• **Source text**:

☆ ☆ ☆ ☆ ☆ ☆ ☆

So You Want To Be A Philosopher, Ctd.

Continued? What? As if that wasn’t long enough! [Also note: this could be regarded as an annex to the “Philosophy is Dead” post.]

First, on reflection I see that I should’ve made clear that the essay was written over a decade ago (though lightly edited just now), during one of my six years on the job market (I’m fine now, thanks for asking). And the tone reflects in part the rude awakening involved in discovering that what you thought you were preparing for is not in fact what you’ve been preparing for. My purpose then, and now, was to provide information useful to job candidates. God knows your home department won’t do it. If these expressions “home department”, “job candidates” and the like mean nothing to you, there’s nothing for you to see here. Move along.

Now several years on, and having been involved in a number of searches on the hiring end, things look quite different. So if you have tolerated the length of the last post, I beg your indulgence a bit longer.

The title, a recent addition, was of course meant to be ironic. It shouldn’t be necessary to state this, but I fear that for all too many pursuing an academic career that the following has not yet occurred to them. If you are among them, harken and heed.

Each person seeks fulfillment, but almost no one is in a position to do so alone. So we divide the labor and ideally do something which is in the intersection of an activity we find satisfying and activities others need done. A combination of market and political action hooks up the activity with the need or desire. Stripped of all ideological fluff and narcissistic delusion, what the young man who wrote that essay was doing was seeking a job as a teacher, teaching what the market or the state deemed desirable. Partly because education involves a considerable amount of economic rent, and partly because it is enshrouded in an ideology designed to justify the rent-seeking, even people in the very heart of the beast, or who aspire to be in the heart of the beast, fail to grasp that their social function is undergraduate education manufacture and delivery.

☆ ☆ ☆ ☆ ☆ ☆ ☆

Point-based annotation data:
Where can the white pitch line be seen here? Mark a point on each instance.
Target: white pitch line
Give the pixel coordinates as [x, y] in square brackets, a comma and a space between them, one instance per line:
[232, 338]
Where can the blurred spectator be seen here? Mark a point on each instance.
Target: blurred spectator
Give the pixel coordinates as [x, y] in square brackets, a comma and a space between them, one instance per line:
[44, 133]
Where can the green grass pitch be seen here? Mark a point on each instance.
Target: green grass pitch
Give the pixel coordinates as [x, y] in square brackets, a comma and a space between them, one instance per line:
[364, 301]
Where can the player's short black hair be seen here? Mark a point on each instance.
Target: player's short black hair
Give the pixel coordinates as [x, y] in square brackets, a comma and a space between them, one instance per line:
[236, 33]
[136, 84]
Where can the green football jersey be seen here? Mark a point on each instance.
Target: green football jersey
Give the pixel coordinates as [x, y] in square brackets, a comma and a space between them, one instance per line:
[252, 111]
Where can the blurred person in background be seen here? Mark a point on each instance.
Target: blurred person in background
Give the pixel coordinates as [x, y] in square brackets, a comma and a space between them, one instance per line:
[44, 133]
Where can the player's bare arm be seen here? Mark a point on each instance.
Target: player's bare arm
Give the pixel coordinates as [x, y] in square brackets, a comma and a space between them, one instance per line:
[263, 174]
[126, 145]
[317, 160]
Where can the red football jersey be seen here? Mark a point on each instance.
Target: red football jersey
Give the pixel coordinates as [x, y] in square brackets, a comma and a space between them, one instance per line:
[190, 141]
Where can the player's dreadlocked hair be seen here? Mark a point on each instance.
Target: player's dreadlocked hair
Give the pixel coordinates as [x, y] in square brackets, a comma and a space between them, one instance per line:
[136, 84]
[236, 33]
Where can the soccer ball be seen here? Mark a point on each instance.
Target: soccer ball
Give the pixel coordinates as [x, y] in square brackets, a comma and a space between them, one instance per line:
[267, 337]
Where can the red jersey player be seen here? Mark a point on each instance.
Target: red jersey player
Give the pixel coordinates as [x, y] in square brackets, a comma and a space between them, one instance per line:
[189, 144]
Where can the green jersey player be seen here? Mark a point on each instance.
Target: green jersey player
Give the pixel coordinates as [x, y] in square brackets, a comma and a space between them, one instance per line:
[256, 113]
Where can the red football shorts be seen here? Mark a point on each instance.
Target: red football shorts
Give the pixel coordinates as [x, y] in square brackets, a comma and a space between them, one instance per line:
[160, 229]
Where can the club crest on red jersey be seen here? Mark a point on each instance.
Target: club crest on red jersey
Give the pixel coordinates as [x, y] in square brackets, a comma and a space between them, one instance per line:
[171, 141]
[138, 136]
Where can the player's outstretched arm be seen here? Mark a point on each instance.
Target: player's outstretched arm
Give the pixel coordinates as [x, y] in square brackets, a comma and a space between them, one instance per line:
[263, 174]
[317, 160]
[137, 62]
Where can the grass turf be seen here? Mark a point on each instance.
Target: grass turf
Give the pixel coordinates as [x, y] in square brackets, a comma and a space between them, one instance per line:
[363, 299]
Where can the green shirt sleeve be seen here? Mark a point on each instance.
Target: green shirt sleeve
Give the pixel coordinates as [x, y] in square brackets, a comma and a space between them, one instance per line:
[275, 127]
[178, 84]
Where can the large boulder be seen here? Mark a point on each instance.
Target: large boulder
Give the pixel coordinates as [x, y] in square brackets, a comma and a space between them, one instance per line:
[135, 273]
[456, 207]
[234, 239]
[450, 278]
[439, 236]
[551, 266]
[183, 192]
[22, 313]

☆ ☆ ☆ ☆ ☆ ☆ ☆

• **Your instructions**: From the post on becoming a philosopher above, reproduce verbatim the passage that opens with the words containing "So You Want" and closes with "here. Move along.".

• **Answer for the task**:
So You Want To Be A Philosopher, Ctd.

Continued? What? As if that wasn’t long enough! [Also note: this could be regarded as an annex to the “Philosophy is Dead” post.]

First, on reflection I see that I should’ve made clear that the essay was written over a decade ago (though lightly edited just now), during one of my six years on the job market (I’m fine now, thanks for asking). And the tone reflects in part the rude awakening involved in discovering that what you thought you were preparing for is not in fact what you’ve been preparing for. My purpose then, and now, was to provide information useful to job candidates. God knows your home department won’t do it. If these expressions “home department”, “job candidates” and the like mean nothing to you, there’s nothing for you to see here. Move along.